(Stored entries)

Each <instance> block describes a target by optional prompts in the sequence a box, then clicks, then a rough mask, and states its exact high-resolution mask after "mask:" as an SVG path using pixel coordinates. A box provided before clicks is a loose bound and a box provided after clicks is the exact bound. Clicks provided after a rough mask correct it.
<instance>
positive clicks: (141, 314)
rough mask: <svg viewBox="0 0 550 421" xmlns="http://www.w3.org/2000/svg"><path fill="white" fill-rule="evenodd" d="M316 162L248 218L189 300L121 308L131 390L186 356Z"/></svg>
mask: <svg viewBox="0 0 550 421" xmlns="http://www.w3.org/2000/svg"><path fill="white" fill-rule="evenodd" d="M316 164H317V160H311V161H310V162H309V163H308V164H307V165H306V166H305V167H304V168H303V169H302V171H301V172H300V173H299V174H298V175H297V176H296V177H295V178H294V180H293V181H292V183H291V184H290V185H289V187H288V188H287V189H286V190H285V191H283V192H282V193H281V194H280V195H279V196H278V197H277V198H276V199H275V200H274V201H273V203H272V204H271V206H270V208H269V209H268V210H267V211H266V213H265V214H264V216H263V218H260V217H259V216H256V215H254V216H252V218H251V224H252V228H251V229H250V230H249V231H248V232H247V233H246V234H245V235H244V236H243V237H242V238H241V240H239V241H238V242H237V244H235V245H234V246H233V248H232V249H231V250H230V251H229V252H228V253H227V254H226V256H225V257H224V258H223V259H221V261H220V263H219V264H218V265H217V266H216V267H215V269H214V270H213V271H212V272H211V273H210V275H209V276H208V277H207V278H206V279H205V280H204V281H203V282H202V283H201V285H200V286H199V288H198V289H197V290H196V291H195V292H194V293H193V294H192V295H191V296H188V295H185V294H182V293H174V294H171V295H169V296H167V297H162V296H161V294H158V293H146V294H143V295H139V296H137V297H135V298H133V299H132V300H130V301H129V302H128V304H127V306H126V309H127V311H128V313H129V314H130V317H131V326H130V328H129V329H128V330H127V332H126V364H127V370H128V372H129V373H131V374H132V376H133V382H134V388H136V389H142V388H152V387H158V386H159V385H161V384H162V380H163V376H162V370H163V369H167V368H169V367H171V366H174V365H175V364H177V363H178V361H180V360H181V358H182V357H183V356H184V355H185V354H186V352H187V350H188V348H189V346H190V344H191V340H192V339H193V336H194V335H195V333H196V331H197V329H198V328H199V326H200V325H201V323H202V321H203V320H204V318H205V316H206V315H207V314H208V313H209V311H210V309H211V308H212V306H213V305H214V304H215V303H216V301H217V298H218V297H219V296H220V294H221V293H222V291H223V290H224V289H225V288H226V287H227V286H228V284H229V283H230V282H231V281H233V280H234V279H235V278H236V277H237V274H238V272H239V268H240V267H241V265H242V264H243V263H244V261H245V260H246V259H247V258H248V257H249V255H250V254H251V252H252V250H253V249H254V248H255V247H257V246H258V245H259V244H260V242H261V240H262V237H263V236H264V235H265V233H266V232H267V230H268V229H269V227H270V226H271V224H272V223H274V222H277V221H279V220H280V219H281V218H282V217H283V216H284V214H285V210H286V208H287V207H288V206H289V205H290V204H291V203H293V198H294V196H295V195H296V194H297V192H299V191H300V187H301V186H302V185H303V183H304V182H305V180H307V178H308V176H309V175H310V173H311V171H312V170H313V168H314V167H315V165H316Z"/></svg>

_WORK INSTRUCTION:_ Reproduce exactly, and only, the lines from the start of the entries through the one that contains "positive clicks: (141, 314)".

_FINISHED TASK:_
Each <instance> block describes a target by optional prompts in the sequence a box, then clicks, then a rough mask, and states its exact high-resolution mask after "mask:" as an SVG path using pixel coordinates. A box provided before clicks is a loose bound and a box provided after clicks is the exact bound. Clicks provided after a rough mask correct it.
<instance>
positive clicks: (141, 314)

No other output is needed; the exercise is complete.